> [WHAT YOU NEED TO DO]:
Repeat the listing below word for word, leaving nothing out.
** Opening SOURCE MATERIAL block **
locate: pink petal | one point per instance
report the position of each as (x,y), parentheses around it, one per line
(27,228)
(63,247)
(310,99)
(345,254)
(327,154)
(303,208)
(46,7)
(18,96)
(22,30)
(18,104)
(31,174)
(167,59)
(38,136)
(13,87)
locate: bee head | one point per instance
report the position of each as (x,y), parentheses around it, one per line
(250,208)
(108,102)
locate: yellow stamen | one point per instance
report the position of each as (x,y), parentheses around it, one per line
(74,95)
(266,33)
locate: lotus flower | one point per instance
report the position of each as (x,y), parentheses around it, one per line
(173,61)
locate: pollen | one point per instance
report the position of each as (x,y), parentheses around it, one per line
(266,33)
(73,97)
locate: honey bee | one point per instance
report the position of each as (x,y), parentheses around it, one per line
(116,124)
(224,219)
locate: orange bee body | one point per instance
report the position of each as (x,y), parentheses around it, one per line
** Closing SOURCE MATERIAL block **
> [RESULT BELOW]:
locate: pink petal | one point per instance
report the position of each as (x,y), parentheses around it, one per line
(27,228)
(63,247)
(310,99)
(345,254)
(327,154)
(303,208)
(46,7)
(18,96)
(22,30)
(18,104)
(31,174)
(167,59)
(38,136)
(13,87)
locate: bee head | one point per instance
report the position of each as (x,y), parentheses around it, one per line
(250,208)
(108,102)
locate: yellow stamen | one point per instance
report the position of each as (x,y), parentheses around it, one per line
(74,95)
(266,33)
locate: lotus flower | one point per instance
report the position of each as (x,y), parentheses around it, one per line
(173,61)
locate: pollen | one point per instance
report the position of each as (x,y), parentheses around it, one per line
(266,33)
(73,97)
locate: honey bee | one point per instance
report the position of each as (x,y), parentheses around it, one per line
(116,124)
(224,219)
locate: orange bee body | one point per instance
report the position of each as (x,y), parentheses around it, one per line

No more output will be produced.